*Job 1*.
Answer these questions from the passage on the sun warrior, one answer a line:
(a) Who helps Baal?
(b) What grows at the far end of the bay, near the grotto?
(c) What stands on top of the smaller of the two mountains?
-- START OF Reading passage --
Also Baal in Ugarit is described as the sun
warrior who, through many struggles and descent to the realm of death,
completes the cycle of the sun and the year, fighting the floodings of the
winter storm and the burning of the summer heat. As Baal is helped by Anat and
Kothar-and-Chasis, so are El Cronos and Perseus helped by Athene and Hermes,
Cadmos, Odysseus, Jason by Athene. Baal´s two servants lift the two mountains,
the gate of the sun, up on their hands[11].
After Jason´s passing between them, they were made stationary. Characteristic
of the sun warrior is that he is often born among cows and raised by shepherds,
hidden from the cruel king of chaos, the hunter. He is the dethroned and
suffering bull, the highgod reborn. Note how Baal in a bull´s hide, just before
his death, procreates a son with Anat on the beach of the realm of death[12].
Anat brings this son to Mt Saphon and proclaims his birth as “a gospel of god”
(bsrt il)[13].
But in a way typical of the syncretistic thinking of most religions, the
heathen sun warrior has also something of the hunter in him. In fact, the
hunter seems to overshadow most of his brighter aspects.
Melqart is sleeping
in the underworld until his awakening. Note that O. is sleeping under the
nightly sail from the island of the Phaeacians and is set ashore, still
sleeping. The sail over the mighty ocean takes only one night, and when the
Morning Star, rises the ship is approaching Ithaca. (The sun hero´s symbol is
the Morning Star). The ship goes into harbour between two perpendicular tongues
of land. At the far end of the bay an olive tree is growing near to a grotto
which has to entrances. To the north for man, and to the south for gods. Inside
there are jars of honey and a tinkling of clear water, and ocean blue cloaks
are woven by water-nymphs. We have here a description of the holy mount with
the water and tree of life behind the gate of the sun. Like Melqart´s, the
return of Odysseus is a wakening.
But the gate of the
sun is also encountered in its more frightening appearance in Scylla and
Charybdis: one mountain was high, and its top covered with clouds. The other
was smaller, with a fig tree on its top and by its foot the narrow whirl of
Charybdis reaching right down to the bottom of the sea. The two mountains are
opposites: one reaching the sky, and the other the bottom of the sea, one
having some connection to the hunter with its six dog-headed monster, the other
having some connection to the moon (sucking the water in and out like ebb and
flood) and the vegetation. As the guardian of the gate, Charybdis, like
Cerberus, bears a name of Near Eastern descent, cf Cherubim.
-- END OF Reading passage --
-- START OF Records for processing --
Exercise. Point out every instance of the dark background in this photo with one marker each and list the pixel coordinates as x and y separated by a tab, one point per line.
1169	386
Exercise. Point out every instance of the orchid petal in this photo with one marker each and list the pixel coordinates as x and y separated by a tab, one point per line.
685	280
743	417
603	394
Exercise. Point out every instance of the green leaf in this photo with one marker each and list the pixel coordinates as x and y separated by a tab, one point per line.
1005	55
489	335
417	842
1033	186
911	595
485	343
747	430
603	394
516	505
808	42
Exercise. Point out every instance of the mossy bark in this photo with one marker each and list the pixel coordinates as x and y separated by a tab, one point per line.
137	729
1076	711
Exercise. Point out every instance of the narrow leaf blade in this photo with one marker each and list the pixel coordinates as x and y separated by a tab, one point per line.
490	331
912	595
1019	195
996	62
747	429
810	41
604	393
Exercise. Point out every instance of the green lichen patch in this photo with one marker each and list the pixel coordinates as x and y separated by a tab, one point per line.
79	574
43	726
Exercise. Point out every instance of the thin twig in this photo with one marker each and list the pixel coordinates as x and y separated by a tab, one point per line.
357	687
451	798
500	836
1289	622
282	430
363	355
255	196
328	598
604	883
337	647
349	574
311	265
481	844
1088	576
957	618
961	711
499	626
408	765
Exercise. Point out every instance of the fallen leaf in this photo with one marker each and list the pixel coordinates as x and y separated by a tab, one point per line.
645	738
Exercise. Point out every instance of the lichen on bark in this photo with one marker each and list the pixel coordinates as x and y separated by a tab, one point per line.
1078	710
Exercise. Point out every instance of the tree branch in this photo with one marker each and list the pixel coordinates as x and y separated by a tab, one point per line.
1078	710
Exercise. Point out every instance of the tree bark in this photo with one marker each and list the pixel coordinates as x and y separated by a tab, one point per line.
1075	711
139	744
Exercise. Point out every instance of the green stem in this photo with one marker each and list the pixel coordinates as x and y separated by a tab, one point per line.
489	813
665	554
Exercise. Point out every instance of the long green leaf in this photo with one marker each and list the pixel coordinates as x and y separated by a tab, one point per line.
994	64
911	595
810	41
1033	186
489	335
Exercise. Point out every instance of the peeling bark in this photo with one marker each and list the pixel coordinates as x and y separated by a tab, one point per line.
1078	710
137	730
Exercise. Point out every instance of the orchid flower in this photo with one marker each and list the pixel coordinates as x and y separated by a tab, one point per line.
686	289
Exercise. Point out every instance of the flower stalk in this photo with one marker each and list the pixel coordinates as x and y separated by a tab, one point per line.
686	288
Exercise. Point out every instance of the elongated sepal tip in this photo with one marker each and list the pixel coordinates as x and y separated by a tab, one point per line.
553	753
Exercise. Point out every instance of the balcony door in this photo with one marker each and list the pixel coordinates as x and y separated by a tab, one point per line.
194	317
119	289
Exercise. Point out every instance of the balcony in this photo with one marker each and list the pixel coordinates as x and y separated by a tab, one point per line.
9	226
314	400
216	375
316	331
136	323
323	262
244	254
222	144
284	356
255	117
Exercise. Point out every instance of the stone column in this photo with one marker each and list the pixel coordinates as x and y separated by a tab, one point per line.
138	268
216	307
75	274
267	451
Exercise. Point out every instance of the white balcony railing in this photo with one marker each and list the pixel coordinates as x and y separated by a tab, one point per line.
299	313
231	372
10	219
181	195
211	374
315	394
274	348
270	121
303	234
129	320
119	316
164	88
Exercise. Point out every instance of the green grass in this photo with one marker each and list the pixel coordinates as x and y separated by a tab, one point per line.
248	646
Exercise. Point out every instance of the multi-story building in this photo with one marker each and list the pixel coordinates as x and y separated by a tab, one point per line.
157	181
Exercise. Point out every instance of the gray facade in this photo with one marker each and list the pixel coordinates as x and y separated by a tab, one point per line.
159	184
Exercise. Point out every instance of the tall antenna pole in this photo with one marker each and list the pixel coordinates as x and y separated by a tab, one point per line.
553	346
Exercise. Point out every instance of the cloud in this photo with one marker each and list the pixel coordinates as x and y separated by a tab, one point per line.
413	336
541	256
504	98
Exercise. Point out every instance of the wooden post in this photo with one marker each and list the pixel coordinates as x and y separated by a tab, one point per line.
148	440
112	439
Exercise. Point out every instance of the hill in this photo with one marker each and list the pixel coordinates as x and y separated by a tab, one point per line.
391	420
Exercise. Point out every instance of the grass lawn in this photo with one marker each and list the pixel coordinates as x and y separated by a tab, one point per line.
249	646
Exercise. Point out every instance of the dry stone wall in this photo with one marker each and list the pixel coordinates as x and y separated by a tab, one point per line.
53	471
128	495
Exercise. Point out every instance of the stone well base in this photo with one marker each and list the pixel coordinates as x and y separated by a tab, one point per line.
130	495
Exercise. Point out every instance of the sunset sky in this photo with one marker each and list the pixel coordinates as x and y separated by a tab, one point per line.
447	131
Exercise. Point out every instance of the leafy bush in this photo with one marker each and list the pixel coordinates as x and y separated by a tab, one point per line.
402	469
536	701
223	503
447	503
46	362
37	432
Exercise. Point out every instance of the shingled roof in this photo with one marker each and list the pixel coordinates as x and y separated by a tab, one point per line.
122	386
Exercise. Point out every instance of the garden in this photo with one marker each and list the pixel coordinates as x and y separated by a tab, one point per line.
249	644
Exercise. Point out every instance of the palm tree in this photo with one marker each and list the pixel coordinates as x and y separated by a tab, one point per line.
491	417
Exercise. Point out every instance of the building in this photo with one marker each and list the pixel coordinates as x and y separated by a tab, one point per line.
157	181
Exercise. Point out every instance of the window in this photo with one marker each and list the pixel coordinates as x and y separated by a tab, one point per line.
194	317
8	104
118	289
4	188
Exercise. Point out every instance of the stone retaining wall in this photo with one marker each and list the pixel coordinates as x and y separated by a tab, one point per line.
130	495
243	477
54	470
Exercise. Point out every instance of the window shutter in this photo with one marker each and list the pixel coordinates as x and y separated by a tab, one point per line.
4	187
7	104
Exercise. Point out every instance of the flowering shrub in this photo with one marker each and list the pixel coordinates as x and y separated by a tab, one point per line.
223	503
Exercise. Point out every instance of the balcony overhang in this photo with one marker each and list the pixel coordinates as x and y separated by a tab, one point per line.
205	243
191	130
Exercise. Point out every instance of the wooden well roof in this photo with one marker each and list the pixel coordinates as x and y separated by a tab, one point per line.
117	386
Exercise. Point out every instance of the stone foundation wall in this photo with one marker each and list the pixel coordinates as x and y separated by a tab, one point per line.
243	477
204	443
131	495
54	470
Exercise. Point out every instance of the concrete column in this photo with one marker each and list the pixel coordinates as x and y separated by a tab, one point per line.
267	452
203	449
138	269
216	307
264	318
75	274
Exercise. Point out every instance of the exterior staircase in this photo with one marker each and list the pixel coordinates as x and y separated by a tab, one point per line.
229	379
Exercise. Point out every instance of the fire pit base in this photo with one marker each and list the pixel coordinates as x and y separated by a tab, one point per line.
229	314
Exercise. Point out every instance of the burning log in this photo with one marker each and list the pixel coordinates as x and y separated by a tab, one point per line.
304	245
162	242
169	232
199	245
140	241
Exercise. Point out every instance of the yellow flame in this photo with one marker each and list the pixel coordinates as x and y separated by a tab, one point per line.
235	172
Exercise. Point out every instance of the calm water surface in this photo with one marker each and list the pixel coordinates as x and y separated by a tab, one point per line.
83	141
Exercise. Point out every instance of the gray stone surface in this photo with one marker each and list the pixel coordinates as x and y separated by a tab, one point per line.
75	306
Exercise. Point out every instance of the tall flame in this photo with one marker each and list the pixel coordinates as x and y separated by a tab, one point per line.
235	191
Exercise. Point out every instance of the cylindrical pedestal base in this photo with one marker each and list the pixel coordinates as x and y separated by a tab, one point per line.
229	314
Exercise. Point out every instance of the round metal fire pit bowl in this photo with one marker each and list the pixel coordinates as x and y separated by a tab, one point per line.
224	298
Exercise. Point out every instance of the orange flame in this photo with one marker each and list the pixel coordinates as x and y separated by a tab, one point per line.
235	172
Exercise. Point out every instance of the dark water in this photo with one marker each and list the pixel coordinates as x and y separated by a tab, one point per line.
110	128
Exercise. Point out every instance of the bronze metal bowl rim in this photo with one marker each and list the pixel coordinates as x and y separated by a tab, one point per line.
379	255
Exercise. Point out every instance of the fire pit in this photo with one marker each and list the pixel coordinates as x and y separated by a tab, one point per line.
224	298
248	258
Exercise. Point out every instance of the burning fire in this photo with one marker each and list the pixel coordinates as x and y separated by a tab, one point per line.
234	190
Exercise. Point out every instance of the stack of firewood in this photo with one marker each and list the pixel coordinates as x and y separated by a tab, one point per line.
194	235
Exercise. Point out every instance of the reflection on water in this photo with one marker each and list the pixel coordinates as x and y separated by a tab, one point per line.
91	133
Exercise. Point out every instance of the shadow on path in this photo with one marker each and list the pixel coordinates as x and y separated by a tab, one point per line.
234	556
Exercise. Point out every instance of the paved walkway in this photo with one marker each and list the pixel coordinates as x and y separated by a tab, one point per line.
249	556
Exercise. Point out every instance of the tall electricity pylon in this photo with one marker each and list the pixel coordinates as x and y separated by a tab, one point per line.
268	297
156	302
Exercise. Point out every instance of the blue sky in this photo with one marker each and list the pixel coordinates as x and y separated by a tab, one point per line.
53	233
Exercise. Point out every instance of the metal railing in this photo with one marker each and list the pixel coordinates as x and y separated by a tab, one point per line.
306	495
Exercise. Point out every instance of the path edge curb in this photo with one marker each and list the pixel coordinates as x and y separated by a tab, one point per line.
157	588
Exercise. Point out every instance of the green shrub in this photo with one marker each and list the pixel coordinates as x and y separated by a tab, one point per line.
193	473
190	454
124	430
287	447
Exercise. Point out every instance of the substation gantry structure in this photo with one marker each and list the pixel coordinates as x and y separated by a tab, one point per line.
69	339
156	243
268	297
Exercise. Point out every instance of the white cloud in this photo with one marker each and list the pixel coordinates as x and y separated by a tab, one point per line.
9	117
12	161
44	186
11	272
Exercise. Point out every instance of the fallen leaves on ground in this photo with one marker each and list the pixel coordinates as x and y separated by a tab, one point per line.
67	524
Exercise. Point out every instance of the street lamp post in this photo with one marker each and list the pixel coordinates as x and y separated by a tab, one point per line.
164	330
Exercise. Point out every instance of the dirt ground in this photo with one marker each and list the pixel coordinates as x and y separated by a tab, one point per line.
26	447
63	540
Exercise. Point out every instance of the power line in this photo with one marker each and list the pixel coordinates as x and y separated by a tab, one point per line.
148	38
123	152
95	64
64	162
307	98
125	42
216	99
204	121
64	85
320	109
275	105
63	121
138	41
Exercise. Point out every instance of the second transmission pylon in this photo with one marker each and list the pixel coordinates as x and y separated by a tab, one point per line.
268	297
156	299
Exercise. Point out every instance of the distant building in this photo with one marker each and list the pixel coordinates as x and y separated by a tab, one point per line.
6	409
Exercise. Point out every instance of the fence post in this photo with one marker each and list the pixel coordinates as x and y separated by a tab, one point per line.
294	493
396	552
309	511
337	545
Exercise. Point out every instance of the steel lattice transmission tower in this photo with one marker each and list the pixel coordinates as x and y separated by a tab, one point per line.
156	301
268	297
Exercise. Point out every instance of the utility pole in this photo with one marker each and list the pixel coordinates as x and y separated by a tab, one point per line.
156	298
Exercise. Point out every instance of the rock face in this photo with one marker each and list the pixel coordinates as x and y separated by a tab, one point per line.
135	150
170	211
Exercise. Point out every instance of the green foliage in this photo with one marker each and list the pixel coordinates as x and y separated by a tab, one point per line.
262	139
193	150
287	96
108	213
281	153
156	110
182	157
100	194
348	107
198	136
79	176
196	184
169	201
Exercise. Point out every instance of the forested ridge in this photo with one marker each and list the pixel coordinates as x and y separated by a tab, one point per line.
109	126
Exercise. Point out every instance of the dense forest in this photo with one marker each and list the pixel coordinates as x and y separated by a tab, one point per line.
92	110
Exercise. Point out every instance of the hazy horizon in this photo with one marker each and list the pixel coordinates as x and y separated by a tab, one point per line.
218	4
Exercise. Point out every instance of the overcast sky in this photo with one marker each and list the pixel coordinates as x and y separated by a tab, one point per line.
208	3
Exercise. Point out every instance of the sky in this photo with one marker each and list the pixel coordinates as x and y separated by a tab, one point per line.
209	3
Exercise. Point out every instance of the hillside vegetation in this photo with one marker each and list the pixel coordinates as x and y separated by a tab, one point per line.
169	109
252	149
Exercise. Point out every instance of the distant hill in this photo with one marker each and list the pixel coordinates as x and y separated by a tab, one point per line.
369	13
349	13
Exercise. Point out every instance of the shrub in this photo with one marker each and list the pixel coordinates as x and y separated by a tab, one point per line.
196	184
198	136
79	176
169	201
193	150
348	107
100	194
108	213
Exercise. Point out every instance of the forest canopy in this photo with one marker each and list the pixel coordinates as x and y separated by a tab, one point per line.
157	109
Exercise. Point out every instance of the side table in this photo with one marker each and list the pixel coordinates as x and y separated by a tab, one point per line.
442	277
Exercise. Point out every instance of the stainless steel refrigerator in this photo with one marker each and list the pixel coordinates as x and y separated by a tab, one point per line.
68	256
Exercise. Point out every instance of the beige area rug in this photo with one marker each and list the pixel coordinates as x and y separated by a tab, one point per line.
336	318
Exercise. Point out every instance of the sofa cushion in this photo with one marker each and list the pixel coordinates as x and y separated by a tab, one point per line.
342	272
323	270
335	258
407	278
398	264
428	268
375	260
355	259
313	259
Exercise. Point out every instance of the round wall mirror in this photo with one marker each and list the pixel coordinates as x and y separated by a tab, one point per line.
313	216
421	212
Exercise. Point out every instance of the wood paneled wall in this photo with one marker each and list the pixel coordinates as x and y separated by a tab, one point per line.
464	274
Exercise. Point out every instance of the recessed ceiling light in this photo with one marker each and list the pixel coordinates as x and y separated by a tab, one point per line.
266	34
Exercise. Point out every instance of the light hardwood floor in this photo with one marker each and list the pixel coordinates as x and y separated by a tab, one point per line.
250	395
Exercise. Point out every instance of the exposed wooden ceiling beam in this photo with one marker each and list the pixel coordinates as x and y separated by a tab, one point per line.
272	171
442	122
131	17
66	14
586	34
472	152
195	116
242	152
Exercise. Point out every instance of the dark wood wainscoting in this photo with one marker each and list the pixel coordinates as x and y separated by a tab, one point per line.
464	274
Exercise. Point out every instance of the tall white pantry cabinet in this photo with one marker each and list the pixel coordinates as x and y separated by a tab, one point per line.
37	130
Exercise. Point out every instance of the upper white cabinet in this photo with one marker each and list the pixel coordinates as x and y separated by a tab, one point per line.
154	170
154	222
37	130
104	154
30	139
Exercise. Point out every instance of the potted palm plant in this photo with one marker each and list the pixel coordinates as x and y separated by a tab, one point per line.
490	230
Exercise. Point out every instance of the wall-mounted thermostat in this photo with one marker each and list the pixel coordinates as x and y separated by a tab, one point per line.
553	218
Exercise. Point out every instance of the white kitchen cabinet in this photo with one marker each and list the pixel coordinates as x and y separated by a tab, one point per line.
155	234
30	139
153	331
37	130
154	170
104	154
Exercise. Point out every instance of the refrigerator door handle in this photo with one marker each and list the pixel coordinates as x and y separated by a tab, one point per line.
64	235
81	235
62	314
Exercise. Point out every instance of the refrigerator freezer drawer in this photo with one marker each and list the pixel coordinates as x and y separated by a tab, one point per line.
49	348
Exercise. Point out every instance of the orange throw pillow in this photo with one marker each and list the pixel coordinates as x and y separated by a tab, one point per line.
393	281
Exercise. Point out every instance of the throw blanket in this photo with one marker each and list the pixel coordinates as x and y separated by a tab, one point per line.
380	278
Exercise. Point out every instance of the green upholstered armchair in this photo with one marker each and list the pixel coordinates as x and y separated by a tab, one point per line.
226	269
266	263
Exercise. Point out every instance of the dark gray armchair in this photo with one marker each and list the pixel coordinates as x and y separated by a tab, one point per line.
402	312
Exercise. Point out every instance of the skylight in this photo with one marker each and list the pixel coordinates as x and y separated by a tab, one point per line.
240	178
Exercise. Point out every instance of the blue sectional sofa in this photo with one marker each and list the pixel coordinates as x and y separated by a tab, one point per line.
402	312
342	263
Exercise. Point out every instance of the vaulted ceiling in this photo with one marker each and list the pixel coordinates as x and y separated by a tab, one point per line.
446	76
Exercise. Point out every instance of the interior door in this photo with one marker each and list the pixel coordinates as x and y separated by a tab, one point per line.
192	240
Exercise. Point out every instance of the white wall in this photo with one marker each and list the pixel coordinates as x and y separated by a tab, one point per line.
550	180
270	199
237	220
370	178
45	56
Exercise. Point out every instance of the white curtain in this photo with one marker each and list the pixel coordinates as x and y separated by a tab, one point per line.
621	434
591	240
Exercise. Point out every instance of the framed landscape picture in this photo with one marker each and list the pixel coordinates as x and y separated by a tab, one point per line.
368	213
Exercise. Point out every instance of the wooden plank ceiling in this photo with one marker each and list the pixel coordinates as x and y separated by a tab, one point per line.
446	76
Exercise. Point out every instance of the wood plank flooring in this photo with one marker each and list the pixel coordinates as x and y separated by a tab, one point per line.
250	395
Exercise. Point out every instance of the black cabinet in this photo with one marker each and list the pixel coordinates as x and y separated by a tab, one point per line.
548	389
-- END OF Records for processing --
*Job 2*.
Arrange the rows from the line containing "Exercise. Point out every instance of the framed" through the end of the rows as a JSON list of strings, one string per line and no blank lines.

*Written response 1*.
(a) Anat and Kothar-and-Chasis
(b) An olive tree
(c) A fig tree

*Written response 2*.
[
  "Exercise. Point out every instance of the framed landscape picture in this photo with one marker each and list the pixel coordinates as x and y separated by a tab, one point per line.",
  "368\t213",
  "Exercise. Point out every instance of the wooden plank ceiling in this photo with one marker each and list the pixel coordinates as x and y separated by a tab, one point per line.",
  "446\t76",
  "Exercise. Point out every instance of the wood plank flooring in this photo with one marker each and list the pixel coordinates as x and y separated by a tab, one point per line.",
  "250\t395",
  "Exercise. Point out every instance of the black cabinet in this photo with one marker each and list the pixel coordinates as x and y separated by a tab, one point per line.",
  "548\t389"
]